* _Exercise description_: Lines from the one containing "Target: dark red patterned tie" through the final line of the entries below: reproduce them exactly, all of them and only them.
(Beginning of Material supplied)
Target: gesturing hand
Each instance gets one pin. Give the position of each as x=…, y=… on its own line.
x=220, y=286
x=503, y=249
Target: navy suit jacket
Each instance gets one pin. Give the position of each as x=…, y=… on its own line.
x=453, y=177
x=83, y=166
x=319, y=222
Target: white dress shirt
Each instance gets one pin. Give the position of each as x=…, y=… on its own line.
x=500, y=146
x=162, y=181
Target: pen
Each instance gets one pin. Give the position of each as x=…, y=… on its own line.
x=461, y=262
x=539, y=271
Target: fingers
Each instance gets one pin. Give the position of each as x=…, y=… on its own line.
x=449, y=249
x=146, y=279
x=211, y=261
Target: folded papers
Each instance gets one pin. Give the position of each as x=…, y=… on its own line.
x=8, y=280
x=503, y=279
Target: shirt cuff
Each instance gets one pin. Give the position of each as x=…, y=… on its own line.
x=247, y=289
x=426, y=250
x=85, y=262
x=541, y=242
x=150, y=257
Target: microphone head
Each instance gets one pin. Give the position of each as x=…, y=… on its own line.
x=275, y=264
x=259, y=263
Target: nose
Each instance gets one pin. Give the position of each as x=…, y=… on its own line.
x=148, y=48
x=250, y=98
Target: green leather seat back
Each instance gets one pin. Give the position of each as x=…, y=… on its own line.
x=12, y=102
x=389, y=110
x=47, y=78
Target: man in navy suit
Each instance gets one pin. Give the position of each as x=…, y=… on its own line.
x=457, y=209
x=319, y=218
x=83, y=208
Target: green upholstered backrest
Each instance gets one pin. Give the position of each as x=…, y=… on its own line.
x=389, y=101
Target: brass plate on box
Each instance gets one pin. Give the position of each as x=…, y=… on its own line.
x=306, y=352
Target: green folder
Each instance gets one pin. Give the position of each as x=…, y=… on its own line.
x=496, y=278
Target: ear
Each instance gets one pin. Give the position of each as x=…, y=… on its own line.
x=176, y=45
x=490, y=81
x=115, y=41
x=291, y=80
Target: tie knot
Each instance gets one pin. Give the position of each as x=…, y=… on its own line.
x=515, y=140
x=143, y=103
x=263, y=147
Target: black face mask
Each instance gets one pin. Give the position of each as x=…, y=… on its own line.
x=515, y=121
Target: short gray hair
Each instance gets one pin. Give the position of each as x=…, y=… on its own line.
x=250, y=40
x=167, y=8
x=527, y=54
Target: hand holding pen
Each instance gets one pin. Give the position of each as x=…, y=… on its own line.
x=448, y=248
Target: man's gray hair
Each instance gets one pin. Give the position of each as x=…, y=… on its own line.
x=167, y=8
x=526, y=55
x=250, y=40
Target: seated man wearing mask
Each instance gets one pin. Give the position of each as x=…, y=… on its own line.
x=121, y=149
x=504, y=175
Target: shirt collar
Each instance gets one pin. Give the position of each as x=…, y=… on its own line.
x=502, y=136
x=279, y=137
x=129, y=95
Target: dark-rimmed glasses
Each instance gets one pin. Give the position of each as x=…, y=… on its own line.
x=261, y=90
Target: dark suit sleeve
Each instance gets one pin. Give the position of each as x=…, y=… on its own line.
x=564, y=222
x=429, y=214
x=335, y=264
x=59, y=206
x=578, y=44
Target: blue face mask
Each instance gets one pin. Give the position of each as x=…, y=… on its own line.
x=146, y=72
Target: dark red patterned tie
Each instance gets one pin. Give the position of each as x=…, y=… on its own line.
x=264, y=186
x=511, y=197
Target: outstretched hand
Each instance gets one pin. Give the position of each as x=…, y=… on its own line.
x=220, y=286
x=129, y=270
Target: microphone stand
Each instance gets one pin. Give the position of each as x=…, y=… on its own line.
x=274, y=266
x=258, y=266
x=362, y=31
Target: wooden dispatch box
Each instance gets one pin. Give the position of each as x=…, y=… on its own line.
(End of Material supplied)
* _Written answer_:
Target: dark red patterned tie
Each instance gets one pin. Give the position of each as x=…, y=… on its own line.
x=264, y=186
x=511, y=197
Target: outstretched hand
Each instance gets one pin. Give the position of each as x=…, y=… on its own line.
x=220, y=286
x=129, y=270
Target: microphone stand
Each instance gets one pin. Give the position of each as x=…, y=… on its own line.
x=274, y=266
x=258, y=266
x=362, y=31
Target: wooden dispatch box
Each instance gets one pin. Give the position of each as x=…, y=… on its own line.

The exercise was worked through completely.